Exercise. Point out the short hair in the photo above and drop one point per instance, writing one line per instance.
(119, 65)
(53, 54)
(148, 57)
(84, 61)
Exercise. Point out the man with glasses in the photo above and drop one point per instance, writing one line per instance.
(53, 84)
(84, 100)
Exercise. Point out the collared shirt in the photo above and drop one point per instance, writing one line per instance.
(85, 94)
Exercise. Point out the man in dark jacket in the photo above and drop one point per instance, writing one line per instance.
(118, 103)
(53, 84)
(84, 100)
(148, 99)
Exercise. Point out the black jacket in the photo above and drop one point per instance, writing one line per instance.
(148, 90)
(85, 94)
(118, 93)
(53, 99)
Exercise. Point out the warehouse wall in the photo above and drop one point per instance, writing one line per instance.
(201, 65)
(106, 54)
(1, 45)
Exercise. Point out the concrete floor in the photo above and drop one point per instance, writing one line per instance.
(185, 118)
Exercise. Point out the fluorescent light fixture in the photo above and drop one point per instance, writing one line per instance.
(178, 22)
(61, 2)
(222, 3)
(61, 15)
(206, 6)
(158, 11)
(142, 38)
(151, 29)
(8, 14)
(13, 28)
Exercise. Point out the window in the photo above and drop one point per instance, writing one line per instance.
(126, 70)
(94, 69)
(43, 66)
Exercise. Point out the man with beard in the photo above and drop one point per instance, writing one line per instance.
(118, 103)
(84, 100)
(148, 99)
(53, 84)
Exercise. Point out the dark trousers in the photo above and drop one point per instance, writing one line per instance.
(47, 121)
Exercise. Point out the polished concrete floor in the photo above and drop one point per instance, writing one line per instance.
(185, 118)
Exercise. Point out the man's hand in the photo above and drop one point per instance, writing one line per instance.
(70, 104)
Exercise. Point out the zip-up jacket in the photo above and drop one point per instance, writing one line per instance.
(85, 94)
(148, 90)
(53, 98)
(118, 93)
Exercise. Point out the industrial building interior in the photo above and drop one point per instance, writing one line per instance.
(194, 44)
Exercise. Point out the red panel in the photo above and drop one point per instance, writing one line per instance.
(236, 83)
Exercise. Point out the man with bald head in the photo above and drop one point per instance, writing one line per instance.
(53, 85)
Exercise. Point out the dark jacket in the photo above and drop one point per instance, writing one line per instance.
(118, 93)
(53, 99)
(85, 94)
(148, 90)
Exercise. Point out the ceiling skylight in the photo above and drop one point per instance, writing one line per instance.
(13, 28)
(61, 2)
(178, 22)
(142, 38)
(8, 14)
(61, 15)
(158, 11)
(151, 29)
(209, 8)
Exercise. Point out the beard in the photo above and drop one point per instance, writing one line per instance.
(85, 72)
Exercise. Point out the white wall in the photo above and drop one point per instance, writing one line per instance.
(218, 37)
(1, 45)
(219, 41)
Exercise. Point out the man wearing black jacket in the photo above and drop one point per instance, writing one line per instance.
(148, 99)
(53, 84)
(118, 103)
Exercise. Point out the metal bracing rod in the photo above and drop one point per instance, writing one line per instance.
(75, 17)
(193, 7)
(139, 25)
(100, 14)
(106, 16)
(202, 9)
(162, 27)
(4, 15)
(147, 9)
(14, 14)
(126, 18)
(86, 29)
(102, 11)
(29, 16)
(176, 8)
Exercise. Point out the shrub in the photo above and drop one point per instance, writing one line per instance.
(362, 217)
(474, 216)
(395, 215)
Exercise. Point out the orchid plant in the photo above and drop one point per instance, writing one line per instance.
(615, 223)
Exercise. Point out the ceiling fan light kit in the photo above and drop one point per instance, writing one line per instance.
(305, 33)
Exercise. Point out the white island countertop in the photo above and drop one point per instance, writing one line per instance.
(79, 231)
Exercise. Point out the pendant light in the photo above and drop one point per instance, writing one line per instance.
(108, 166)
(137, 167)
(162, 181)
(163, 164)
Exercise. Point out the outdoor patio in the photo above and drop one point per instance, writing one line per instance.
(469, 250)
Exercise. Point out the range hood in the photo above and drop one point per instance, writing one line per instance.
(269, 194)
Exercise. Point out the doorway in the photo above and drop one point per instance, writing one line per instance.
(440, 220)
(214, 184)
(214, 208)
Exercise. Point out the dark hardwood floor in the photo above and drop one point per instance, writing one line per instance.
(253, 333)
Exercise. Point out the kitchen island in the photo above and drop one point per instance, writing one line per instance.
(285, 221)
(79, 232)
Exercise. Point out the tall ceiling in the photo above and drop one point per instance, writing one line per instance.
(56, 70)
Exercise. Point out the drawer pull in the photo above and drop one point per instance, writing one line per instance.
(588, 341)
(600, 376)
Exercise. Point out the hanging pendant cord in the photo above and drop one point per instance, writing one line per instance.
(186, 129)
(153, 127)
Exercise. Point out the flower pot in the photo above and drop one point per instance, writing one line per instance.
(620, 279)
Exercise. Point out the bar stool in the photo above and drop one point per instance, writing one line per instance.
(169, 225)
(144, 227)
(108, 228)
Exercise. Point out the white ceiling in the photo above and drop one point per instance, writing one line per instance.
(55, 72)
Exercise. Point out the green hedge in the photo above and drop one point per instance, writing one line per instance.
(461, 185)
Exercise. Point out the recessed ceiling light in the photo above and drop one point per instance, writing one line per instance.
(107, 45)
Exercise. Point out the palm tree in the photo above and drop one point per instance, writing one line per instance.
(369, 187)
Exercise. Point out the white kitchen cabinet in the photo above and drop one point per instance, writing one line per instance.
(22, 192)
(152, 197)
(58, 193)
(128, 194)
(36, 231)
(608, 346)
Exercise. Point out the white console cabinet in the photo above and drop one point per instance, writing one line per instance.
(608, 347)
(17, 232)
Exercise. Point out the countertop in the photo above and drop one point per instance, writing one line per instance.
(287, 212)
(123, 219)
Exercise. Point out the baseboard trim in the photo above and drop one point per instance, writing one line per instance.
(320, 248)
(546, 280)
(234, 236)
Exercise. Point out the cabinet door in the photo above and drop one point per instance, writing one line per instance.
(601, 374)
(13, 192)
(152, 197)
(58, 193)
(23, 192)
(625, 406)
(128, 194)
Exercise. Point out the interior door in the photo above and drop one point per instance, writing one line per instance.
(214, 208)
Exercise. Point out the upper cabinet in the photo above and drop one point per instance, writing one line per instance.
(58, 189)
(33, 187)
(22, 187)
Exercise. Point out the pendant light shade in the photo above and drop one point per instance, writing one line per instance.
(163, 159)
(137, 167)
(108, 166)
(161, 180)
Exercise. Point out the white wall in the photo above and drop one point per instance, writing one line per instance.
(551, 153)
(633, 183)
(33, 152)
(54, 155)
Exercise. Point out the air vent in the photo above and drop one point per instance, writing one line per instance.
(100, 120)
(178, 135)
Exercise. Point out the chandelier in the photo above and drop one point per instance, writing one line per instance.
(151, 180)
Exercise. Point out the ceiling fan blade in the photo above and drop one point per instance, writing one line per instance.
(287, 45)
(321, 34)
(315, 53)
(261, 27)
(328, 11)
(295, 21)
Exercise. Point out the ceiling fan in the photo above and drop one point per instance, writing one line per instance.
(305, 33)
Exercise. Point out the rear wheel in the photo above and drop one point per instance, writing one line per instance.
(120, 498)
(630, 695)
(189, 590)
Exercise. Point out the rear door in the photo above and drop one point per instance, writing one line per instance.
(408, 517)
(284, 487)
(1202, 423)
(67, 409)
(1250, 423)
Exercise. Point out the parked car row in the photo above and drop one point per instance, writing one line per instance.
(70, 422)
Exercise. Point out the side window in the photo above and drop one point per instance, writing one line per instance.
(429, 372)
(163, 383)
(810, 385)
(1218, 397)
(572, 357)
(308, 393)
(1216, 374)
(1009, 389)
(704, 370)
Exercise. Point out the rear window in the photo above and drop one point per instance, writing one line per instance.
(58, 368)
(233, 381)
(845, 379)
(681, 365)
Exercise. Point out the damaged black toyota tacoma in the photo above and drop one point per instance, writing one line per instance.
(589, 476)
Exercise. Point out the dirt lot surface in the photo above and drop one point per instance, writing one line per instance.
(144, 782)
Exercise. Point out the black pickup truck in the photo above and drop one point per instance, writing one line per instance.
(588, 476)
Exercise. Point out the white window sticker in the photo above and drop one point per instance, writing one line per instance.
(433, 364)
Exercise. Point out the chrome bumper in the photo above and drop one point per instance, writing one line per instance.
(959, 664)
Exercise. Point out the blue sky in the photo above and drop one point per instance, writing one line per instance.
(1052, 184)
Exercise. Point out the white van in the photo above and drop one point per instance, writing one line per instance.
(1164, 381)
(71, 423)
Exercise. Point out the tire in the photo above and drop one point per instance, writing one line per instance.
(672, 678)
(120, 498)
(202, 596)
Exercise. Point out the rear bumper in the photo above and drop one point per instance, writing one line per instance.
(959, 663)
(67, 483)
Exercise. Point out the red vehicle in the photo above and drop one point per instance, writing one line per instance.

##############################

▶ THE PROBLEM
Please quote nothing but the lines from the line with "Exercise. Point out the rear window" through the end of the data above, exactly as written, ends included.

▶ CORRECT RESULT
Exercise. Point out the rear window in the photo above and drop one point per instance, writing one line per instance.
(58, 368)
(233, 381)
(845, 379)
(681, 365)
Exercise. Point out the damaged black toyota tacoma in the photo above and drop one point per instance, writing one line per instance.
(589, 476)
Exercise. Point out the dirt lot surface in the photo above and drop one point per instance, writing one line per instance.
(144, 782)
Exercise. Point out the black pickup truck in the photo above and drop one point per instance, writing one line per instance.
(588, 476)
Exercise. Point out the white window sticker in the photo above and drop one point per instance, writing one line per instance.
(433, 364)
Exercise. Point out the chrome bumper in the photo above and drop one point per instance, writing one line per instance.
(959, 664)
Exercise. Point out the blue sky in the photo above and drop one point per instance, writing one line per instance.
(1052, 184)
Exercise. Point out the white van in the photo above and drop one point per instance, writing one line per instance.
(1164, 381)
(71, 423)
Exercise. Point out the tire in the photo above and drop one point per instance, writing one line per instance.
(672, 678)
(120, 498)
(202, 596)
Exercise. Point out the rear bumper in the photo above and drop one point per instance, writing one line per instance.
(959, 663)
(67, 483)
Exercise. Point out the red vehicle in the photo above and drop one point per instance, writing one line per instance.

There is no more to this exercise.